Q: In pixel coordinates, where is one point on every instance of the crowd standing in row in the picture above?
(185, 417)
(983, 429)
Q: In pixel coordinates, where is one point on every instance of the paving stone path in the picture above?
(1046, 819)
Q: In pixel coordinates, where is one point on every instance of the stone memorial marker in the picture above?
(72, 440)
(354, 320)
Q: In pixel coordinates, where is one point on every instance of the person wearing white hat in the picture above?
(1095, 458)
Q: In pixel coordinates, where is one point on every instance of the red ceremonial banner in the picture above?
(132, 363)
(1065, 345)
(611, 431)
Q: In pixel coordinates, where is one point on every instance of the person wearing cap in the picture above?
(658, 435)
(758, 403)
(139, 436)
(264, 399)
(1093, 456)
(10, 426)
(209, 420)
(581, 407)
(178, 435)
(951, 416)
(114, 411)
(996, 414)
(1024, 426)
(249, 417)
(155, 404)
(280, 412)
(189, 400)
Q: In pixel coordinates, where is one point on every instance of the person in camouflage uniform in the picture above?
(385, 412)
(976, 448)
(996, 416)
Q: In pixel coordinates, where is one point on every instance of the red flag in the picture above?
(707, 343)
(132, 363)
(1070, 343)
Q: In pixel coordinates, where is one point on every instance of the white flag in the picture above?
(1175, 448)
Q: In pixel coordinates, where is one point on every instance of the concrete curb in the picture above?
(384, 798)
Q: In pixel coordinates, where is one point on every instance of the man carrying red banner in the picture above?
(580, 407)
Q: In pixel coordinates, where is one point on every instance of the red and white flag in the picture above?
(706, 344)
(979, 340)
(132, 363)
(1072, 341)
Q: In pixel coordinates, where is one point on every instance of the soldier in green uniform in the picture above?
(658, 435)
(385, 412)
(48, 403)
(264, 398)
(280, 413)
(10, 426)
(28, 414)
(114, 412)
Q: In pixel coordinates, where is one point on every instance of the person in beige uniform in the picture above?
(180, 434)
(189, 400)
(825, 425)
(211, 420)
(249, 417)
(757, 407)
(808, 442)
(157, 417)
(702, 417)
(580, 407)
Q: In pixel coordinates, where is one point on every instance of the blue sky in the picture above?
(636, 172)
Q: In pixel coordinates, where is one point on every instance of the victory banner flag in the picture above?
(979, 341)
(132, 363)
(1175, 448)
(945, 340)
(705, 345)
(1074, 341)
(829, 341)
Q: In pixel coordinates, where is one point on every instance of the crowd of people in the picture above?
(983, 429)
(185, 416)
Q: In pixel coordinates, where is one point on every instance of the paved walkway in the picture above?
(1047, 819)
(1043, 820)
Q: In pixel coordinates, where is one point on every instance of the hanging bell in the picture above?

========================================================================

= WORK TO BE COMPLETED =
Output the full listing above word for word.

= WRITTEN RESPONSE =
Q: In pixel coordinates, where is one point on every instance of the crowd standing in row in the picture above?
(185, 417)
(983, 429)
Q: In pixel coordinates, where is one point on every instance of the paving stone path in the picture above?
(1046, 819)
Q: In pixel coordinates, where is one point on every instance of the stone memorial marker in the picture above?
(72, 440)
(354, 320)
Q: In pixel coordinates, where is one point on every instance of the person wearing white hat in the picture above?
(1095, 458)
Q: In pixel coordinates, where is one point on every instance of the red ceremonial banner in the picture above?
(132, 363)
(1065, 345)
(611, 431)
Q: In pixel coordinates, where is one point on every instance of the person wearing cap in the picture above?
(658, 435)
(758, 403)
(139, 436)
(264, 399)
(1093, 456)
(10, 426)
(209, 420)
(581, 407)
(178, 435)
(951, 416)
(114, 411)
(996, 414)
(1024, 426)
(249, 417)
(155, 404)
(280, 412)
(189, 400)
Q: In pixel coordinates, where is one point on every instance of the person in camouflage uniform in the picture above?
(385, 412)
(976, 448)
(996, 416)
Q: In pixel coordinates, where is one point on every instance of the red flag in the picture above?
(707, 343)
(132, 363)
(1070, 343)
Q: In pixel coordinates, where is one point on every instance of the white flag in the picture above?
(1175, 448)
Q: In pixel coordinates, where is one point on every instance of the concrete curb in the picture above?
(384, 798)
Q: In pixel coordinates, where is one point on every instance of the man carrying red banner in the picture above?
(580, 407)
Q: In pixel coordinates, where is one point on every instance of the red and white flag in the picture above?
(706, 344)
(979, 340)
(132, 363)
(1072, 341)
Q: In pixel coordinates, where is one point on every instance of the soldier in green uniform in the picture above?
(658, 435)
(385, 412)
(48, 403)
(264, 398)
(280, 413)
(10, 426)
(28, 414)
(114, 412)
Q: In pixel coordinates, where is one point on every instance of the person in beige uniform in the picture above?
(180, 434)
(189, 400)
(825, 425)
(211, 420)
(249, 417)
(757, 407)
(808, 442)
(157, 417)
(702, 417)
(580, 407)
Q: In pixel coordinates, where is one point on every instance of the blue sky in the picture above?
(636, 172)
Q: In pixel coordinates, where is one point on every instance of the victory banner flag in the picture above?
(979, 341)
(132, 363)
(1175, 448)
(945, 340)
(705, 345)
(1074, 341)
(829, 341)
Q: In pixel coordinates, where is one point on every instance of the crowd of people in the picture above?
(983, 429)
(185, 416)
Q: In pixel coordinates, where is one point on every instance of the paved walkway in the picture above?
(1047, 819)
(1043, 820)
Q: In pixel coordinates, where is one point on every instance of the hanging bell in the picture above?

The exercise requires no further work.